> **Work instructions**
Please reproduce the entries from the line containing "box the green" through the end of the entries, substituting "tight" for "snug" and leaving everything else unchanged.
++++ Supplied material
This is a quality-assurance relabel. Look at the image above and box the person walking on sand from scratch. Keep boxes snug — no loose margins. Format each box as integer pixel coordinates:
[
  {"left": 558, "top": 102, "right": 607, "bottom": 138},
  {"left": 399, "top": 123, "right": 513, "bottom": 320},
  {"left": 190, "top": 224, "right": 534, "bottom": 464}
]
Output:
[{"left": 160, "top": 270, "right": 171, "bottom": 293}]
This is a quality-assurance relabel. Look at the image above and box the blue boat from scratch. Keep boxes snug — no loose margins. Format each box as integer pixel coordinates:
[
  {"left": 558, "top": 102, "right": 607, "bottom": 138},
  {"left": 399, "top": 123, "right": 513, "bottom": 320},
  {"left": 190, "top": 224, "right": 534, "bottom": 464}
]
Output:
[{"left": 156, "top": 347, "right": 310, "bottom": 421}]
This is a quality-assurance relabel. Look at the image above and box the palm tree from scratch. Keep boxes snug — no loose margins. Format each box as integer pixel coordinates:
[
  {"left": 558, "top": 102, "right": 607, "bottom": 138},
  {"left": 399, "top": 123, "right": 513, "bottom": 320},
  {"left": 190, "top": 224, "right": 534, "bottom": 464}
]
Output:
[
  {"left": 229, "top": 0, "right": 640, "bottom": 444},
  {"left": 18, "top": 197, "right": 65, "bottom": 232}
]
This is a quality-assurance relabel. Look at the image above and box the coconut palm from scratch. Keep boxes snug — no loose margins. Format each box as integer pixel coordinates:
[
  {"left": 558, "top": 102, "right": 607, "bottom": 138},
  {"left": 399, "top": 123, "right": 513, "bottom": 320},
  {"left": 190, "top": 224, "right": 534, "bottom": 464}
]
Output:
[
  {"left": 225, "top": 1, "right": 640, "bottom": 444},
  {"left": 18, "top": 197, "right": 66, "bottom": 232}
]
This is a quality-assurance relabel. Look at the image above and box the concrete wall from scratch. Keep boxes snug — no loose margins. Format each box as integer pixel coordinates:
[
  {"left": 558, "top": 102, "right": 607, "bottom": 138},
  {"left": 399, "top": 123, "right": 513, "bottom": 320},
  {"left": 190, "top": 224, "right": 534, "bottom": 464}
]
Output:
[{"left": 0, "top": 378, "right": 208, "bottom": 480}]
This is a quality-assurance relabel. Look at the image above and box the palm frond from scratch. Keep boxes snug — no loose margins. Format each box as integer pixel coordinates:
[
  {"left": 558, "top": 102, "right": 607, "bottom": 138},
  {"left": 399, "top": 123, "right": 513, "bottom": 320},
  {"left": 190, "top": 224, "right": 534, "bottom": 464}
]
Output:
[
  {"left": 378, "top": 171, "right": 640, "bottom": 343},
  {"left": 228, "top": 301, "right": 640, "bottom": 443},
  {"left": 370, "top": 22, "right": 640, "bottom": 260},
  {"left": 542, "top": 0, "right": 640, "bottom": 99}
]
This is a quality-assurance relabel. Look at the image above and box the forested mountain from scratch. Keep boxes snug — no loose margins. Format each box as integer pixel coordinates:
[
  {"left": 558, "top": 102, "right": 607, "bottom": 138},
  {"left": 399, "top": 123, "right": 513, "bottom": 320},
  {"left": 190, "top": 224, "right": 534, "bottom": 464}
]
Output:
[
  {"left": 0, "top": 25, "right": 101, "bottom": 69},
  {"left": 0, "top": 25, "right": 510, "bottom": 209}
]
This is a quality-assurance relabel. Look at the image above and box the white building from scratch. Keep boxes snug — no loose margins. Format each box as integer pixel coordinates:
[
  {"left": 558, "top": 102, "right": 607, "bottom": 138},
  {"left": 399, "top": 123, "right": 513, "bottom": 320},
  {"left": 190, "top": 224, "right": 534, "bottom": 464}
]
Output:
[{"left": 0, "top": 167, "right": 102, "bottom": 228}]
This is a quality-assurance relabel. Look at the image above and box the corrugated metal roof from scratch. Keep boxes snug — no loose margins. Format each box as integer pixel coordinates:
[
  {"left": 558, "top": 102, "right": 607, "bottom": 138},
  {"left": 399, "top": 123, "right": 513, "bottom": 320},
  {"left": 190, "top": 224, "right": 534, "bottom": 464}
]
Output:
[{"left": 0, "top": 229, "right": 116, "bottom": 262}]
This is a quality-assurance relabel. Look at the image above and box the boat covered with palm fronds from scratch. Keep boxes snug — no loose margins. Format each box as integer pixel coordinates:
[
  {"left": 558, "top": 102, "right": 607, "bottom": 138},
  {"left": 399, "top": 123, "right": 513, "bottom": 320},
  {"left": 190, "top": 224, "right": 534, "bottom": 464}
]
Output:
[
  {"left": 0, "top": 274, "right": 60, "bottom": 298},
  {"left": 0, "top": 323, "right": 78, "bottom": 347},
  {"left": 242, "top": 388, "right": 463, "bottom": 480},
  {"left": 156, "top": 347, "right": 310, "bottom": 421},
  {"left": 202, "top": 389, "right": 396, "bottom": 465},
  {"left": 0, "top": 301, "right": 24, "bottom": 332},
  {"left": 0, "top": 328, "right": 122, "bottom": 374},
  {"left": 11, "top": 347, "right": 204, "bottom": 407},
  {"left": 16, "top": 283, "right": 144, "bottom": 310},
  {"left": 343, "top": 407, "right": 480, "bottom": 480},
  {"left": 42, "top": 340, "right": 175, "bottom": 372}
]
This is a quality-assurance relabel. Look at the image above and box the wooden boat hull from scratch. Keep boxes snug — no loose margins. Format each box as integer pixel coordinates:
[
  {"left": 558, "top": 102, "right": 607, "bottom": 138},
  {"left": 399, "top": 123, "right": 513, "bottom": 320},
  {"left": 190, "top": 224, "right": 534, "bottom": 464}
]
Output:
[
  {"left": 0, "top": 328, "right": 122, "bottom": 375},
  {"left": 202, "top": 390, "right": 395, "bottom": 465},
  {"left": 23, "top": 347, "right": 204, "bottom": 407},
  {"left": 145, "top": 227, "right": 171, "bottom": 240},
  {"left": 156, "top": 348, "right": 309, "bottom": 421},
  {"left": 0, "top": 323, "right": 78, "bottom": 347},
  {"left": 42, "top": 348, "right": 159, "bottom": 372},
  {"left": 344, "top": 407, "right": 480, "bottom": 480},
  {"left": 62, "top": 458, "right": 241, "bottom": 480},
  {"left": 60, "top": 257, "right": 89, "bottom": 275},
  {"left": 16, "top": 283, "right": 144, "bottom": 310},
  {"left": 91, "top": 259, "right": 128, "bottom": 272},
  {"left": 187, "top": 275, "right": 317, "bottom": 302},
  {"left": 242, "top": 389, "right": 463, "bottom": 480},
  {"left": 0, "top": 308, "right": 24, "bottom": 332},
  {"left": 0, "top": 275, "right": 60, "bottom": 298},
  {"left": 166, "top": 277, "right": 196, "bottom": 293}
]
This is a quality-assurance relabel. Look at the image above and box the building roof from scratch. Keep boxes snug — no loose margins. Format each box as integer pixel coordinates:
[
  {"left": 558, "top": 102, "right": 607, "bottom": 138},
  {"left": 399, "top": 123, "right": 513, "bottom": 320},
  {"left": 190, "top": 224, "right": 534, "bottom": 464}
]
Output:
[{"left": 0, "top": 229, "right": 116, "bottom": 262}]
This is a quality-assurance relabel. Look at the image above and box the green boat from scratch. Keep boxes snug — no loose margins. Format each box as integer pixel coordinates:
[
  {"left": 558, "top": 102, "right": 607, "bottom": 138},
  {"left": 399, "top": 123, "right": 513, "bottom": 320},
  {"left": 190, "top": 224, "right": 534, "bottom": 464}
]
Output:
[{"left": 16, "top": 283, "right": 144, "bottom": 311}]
++++++++
> **Answer to this problem**
This is a quality-assurance relabel. Look at the image above and box the green boat from scratch. Keep boxes tight — no loose margins. Format each box as integer pixel coordinates:
[
  {"left": 558, "top": 102, "right": 607, "bottom": 138},
  {"left": 399, "top": 123, "right": 513, "bottom": 320},
  {"left": 190, "top": 224, "right": 534, "bottom": 464}
]
Output:
[{"left": 16, "top": 283, "right": 144, "bottom": 311}]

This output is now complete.